# [PROMPT]
Each line of the data below holding the word "window" must be copied.

# [RECORDED INFORMATION]
_ _ _ _ _ _ _
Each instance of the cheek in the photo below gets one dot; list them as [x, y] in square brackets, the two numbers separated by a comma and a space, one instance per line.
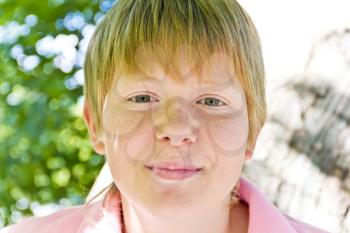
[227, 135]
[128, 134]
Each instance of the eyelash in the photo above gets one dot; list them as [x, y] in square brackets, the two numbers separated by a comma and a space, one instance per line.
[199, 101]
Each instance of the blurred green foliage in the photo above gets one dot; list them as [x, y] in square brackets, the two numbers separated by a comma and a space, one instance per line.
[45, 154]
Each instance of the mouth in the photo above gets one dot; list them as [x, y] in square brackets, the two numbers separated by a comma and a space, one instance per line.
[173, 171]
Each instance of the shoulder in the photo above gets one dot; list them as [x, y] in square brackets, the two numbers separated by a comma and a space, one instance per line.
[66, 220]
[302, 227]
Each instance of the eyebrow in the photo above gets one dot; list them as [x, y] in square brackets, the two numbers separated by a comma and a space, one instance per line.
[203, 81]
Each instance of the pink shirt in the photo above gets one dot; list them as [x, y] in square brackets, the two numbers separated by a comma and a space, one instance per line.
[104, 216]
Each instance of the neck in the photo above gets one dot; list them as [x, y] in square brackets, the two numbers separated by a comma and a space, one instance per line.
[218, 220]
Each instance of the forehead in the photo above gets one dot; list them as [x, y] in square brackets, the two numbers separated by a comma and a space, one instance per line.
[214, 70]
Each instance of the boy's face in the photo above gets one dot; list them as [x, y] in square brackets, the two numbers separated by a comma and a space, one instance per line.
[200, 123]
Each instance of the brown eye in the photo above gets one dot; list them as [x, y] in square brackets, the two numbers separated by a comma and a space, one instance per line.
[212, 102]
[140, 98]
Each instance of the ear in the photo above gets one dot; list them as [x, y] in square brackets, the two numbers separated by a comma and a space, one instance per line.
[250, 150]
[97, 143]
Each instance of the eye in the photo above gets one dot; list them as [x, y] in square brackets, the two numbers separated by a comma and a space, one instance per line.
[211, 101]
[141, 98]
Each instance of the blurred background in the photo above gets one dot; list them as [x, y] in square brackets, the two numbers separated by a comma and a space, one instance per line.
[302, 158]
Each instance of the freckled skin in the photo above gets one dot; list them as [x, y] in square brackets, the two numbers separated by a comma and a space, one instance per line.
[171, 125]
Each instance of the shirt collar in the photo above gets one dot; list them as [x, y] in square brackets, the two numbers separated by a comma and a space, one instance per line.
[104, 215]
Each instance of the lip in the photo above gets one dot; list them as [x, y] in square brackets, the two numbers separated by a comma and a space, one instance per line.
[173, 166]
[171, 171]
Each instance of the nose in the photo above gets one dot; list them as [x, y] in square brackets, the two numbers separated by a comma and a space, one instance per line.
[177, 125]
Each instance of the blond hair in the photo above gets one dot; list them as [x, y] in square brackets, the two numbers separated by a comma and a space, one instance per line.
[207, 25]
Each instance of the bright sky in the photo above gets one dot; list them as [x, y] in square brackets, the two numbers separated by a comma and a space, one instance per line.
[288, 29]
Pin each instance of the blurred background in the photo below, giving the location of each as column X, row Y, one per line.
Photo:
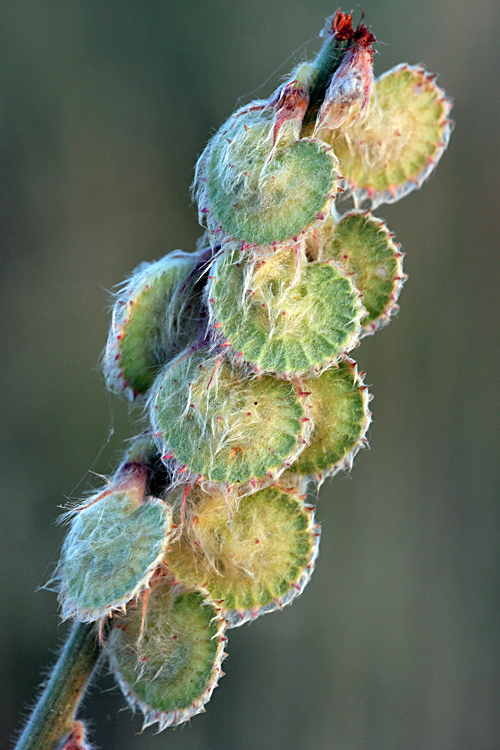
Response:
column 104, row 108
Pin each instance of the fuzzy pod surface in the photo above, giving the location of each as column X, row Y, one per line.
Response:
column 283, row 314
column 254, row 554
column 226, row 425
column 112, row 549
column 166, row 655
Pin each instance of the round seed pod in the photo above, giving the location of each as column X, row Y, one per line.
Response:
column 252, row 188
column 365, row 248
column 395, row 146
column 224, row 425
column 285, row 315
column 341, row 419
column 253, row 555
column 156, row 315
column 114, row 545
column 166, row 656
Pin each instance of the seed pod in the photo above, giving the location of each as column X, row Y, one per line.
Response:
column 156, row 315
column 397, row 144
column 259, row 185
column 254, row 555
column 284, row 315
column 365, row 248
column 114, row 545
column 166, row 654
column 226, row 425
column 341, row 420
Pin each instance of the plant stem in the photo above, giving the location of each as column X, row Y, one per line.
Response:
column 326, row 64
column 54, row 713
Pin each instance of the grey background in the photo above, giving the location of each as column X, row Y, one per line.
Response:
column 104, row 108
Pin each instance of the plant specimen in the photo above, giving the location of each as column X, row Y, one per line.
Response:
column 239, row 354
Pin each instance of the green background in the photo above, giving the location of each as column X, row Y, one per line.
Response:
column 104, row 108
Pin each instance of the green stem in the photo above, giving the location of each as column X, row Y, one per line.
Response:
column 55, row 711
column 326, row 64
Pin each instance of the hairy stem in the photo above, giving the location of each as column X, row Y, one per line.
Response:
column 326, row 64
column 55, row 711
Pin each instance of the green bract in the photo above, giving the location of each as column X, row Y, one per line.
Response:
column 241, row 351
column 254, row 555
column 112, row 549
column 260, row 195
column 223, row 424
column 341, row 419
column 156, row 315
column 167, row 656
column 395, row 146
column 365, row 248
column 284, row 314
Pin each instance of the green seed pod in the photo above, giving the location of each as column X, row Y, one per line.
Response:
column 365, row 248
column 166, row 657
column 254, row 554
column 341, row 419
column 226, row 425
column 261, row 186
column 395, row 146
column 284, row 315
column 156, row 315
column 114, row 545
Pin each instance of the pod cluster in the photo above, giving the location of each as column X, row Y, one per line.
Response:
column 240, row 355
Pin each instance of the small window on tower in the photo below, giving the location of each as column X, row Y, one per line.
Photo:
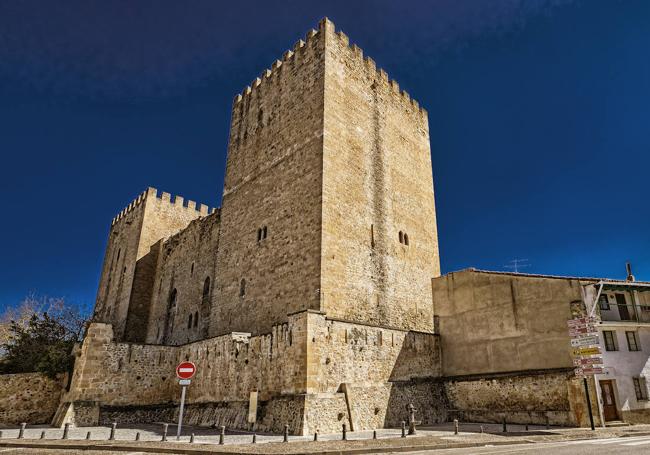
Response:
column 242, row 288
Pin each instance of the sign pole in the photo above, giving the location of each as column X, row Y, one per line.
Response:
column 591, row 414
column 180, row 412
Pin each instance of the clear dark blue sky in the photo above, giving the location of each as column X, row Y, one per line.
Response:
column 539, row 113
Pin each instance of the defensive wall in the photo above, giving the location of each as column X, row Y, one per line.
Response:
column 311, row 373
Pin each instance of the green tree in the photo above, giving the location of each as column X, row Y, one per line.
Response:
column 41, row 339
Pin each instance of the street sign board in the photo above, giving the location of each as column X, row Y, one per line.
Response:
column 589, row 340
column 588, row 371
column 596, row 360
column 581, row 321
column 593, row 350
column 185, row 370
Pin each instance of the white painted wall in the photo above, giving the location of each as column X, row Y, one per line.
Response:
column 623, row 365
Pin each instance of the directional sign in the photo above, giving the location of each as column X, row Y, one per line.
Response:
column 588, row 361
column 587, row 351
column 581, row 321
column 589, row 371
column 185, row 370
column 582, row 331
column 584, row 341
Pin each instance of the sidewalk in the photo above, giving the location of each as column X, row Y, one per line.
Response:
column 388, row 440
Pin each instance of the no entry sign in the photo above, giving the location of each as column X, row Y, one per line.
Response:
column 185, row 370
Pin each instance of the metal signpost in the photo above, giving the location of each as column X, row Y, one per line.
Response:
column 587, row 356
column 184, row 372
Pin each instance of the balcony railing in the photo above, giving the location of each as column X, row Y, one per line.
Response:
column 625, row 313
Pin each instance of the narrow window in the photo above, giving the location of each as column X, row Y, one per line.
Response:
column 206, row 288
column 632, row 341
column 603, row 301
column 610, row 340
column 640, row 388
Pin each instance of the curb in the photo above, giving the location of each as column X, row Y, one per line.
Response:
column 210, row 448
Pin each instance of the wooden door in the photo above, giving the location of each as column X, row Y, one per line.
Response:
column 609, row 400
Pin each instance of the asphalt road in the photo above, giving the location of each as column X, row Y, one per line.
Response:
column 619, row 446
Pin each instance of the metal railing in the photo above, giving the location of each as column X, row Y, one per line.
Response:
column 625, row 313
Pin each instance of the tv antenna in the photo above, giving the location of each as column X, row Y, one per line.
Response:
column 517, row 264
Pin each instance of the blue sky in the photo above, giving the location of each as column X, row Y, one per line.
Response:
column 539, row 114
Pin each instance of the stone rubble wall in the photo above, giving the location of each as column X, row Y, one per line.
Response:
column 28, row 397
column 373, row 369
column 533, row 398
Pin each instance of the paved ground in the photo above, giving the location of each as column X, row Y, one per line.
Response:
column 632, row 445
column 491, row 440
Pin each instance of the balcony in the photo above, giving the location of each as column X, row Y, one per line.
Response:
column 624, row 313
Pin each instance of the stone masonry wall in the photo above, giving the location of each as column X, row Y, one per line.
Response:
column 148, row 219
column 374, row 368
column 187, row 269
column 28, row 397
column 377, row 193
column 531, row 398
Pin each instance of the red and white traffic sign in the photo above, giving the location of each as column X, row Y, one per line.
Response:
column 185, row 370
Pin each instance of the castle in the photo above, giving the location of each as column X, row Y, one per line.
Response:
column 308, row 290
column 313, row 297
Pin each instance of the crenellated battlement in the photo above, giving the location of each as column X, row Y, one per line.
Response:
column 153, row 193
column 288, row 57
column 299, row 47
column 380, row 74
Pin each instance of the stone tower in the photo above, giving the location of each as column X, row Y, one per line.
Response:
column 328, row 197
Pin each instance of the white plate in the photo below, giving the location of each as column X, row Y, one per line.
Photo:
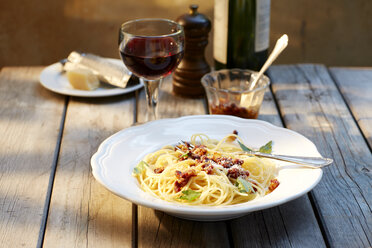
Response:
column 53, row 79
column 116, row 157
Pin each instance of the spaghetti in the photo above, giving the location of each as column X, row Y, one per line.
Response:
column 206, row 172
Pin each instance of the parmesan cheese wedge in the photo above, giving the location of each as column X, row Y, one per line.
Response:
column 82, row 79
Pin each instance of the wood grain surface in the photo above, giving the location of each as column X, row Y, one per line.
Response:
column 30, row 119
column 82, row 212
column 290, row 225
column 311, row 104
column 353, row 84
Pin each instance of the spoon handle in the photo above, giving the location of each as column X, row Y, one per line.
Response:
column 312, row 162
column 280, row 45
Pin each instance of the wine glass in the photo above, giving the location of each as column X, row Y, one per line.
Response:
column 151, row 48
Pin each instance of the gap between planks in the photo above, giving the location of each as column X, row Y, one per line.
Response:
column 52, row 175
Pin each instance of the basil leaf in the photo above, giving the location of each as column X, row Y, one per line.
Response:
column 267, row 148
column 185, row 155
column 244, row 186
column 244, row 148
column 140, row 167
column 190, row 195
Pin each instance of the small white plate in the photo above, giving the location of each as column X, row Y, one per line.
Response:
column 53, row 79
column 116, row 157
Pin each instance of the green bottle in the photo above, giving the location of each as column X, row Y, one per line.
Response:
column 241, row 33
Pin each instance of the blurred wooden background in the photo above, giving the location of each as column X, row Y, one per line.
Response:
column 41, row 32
_ _ _ _ _ _ _
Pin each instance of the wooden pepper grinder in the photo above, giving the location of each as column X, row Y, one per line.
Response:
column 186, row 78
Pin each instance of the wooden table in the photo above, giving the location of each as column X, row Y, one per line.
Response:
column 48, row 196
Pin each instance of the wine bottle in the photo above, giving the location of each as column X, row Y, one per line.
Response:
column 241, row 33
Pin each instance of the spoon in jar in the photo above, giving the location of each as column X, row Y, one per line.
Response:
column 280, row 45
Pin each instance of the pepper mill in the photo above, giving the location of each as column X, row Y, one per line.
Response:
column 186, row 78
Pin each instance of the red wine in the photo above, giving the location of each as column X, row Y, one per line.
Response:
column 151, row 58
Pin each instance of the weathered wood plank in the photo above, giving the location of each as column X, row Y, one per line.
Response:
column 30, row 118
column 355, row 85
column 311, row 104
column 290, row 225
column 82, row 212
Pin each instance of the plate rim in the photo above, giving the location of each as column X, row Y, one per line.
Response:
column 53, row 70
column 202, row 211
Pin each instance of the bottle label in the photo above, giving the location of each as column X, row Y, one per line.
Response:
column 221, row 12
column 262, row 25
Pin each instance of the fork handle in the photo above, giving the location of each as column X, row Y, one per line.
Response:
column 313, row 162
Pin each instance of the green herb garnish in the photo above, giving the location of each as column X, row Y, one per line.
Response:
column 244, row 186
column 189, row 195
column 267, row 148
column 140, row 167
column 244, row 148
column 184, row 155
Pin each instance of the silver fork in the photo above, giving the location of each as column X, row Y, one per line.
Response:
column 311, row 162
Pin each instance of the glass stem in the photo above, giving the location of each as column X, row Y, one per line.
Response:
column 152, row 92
_ _ _ _ _ _ _
# [OUTPUT OF THE TASK]
Pin each instance of the small window on tower in the photo below, giving the location of each as column X, row Y, one per line.
Pin each instance of the narrow window in the photo above, giving the location of each as column X, row Y, one per line.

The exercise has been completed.